◆ **WHAT THE EXERCISE ASKS**: Output the data that follows exactly, line for line.

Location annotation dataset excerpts
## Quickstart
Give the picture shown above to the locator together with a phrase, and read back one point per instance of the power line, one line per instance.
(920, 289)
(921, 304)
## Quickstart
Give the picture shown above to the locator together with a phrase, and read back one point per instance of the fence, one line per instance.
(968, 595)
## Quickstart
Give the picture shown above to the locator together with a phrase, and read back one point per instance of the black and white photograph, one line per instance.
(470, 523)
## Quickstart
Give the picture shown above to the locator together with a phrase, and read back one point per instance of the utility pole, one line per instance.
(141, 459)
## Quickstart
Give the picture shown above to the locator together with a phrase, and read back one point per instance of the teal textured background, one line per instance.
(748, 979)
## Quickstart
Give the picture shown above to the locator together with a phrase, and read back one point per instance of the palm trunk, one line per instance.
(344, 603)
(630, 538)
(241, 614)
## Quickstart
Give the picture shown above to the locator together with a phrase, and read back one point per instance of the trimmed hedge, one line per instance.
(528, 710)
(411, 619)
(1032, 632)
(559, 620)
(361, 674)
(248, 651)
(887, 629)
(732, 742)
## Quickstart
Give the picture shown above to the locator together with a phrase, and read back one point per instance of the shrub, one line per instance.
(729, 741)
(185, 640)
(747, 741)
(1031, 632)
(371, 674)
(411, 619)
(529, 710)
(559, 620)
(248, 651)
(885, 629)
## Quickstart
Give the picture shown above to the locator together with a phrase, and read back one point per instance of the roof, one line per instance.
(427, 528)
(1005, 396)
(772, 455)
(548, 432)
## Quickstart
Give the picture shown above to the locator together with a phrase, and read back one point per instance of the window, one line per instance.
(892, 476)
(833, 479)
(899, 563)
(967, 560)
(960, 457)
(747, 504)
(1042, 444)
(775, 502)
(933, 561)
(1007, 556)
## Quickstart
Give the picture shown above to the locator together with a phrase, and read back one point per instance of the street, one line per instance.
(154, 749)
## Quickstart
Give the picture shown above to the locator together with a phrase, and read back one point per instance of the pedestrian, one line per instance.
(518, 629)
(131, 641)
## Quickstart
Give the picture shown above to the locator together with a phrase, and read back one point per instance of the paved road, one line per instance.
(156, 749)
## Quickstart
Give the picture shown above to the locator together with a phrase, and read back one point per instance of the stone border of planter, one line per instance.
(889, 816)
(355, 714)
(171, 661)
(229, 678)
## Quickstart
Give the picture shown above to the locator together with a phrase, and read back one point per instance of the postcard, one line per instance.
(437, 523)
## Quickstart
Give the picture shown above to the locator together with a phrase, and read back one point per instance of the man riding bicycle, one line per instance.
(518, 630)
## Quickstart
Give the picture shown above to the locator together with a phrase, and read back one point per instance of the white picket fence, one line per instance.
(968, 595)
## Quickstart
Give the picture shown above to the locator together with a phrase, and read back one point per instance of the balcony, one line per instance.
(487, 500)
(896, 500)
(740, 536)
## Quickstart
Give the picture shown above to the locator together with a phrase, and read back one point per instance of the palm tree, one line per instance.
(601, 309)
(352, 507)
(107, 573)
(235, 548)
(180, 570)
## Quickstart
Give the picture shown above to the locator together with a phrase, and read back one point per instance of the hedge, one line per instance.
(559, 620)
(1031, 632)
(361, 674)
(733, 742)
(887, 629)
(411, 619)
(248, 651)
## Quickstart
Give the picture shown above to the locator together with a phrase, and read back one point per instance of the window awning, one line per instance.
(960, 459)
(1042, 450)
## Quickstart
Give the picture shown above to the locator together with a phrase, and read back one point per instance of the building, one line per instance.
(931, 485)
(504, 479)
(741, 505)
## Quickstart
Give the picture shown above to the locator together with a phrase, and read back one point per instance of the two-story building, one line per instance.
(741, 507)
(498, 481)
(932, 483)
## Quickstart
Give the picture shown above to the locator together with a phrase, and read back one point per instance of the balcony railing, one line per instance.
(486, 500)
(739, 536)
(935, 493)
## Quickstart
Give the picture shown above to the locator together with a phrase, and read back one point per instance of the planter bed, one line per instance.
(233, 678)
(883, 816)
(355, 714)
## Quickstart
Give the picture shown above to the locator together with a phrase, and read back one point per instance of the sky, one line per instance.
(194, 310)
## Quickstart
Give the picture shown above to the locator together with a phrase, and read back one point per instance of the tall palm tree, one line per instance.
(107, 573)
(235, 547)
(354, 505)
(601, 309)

◆ **EXERCISE ANSWER**:
## Quickstart
Give the picture shown above to the locator together with a phrase, and read back one point per instance of the power line, one line per instance.
(920, 289)
(921, 304)
## Quickstart
Give the picture shown above to the locator together with a phrase, and read back one point per instance of the fence, one line per instance.
(968, 595)
## Quickstart
Give the picture shown above to the locator together with a phrase, and read back one point per instance of the black and white photograph, one line per instance.
(470, 523)
## Quickstart
Give the picture shown above to the locator together with a phrase, and read back one point per instance of the utility pole, one line per instance.
(141, 459)
## Quickstart
Give the picture shown above to the locator together with a phrase, and read back one point per instance of the teal textured background, one line per instance.
(748, 979)
## Quickstart
Give the picture shown above to the locator together with a phrase, and read back one point per instance of the palm trunk, one line per instance.
(344, 603)
(630, 538)
(241, 614)
## Quickstart
Give the picture shown above to the locator together with a phrase, and read back one point per instance of the trimmed hedge, one line per instance.
(528, 710)
(411, 619)
(1032, 632)
(559, 620)
(361, 674)
(248, 651)
(887, 629)
(732, 742)
## Quickstart
Give the picture shown above to the locator together with a phrase, and read back one point per instance of the shrub, one line per instance.
(729, 741)
(185, 640)
(747, 741)
(1031, 632)
(371, 674)
(411, 619)
(529, 710)
(559, 620)
(248, 651)
(885, 629)
## Quickstart
Give the picture shown above to the locator together with a phrase, and read back one point per instance of the roof, one line per instance.
(427, 528)
(1005, 396)
(772, 455)
(548, 432)
## Quickstart
Give the picture shown above to the locator together with a phrase, and read back one point per instance of the window, one line per instance.
(892, 476)
(833, 479)
(899, 563)
(967, 560)
(960, 457)
(747, 504)
(1042, 444)
(775, 502)
(933, 561)
(1007, 556)
## Quickstart
Give the picture shown above to the locator together with a phrase, and read back one point per instance of the street, one line per instance.
(154, 749)
## Quickstart
Give the picture shown above to the locator together with a phrase, and read back one point per instance of the pedestrian, one line per instance.
(518, 629)
(131, 641)
## Quickstart
Give the picture shown above to the locator together with a phrase, and read back one point per instance of the paved road, one line per instance.
(156, 749)
## Quickstart
Give the picture shown above to the locator together with a phrase, and read back one point per instance of the stone border of planter, one line per instance.
(889, 816)
(355, 714)
(171, 661)
(229, 678)
## Quickstart
Give the picture shown above to the locator together with a phrase, and read back one point per instance of the postcard, one line per instance.
(437, 523)
## Quickstart
Give the picture shown above to the locator together with a phrase, and read back one point per instance of the man riding bicycle, one line per instance.
(518, 630)
## Quickstart
Give the picture shown above to the locator together with a phrase, and read back one point per instance of the white picket fence, one line per instance.
(968, 595)
## Quickstart
Give the picture shown above to the locator together with a phrase, and read back one point per instance of the balcony, one line per instance.
(487, 500)
(896, 500)
(740, 536)
## Quickstart
Give the picture shown above to the locator together with a phrase, and read back one point per instance of the palm tree, one line per instance.
(601, 309)
(352, 507)
(107, 573)
(235, 548)
(180, 570)
## Quickstart
Give the picture shown above to the locator together with a phrase, and read back one point per instance of the hedge, one line per instance.
(559, 620)
(1031, 632)
(361, 674)
(733, 742)
(887, 629)
(411, 619)
(248, 651)
## Quickstart
Give the picture shown above to the locator together with a phrase, and read back one point per instance of the window awning, one line per instance.
(960, 459)
(1042, 450)
## Quickstart
Give the picture shown above to the locator together with a phrase, and read back one point per instance of the building, one line per instance.
(931, 485)
(504, 479)
(741, 505)
## Quickstart
Give the picture shown above to the locator together with a phrase, and read back one point per instance of the two-story building, one line per instance.
(741, 507)
(498, 481)
(932, 483)
## Quickstart
Give the picture shown above to the locator together with a phrase, and read back one point per instance of the balcony railing, one line per instance.
(486, 500)
(739, 536)
(935, 493)
## Quickstart
Give the picture shown above to the locator together with a phrase, and read back one point per instance of the planter bed, one line per instance.
(233, 678)
(883, 816)
(355, 714)
## Quickstart
Give the picture shown above to the locator together with a phrase, and read back one point per instance of the sky, one line per instance.
(194, 310)
## Quickstart
Give the picture shown above to the locator together with a phrase, and read back one point per instance of the tall palm tree, one line per instance.
(107, 573)
(235, 547)
(354, 505)
(601, 309)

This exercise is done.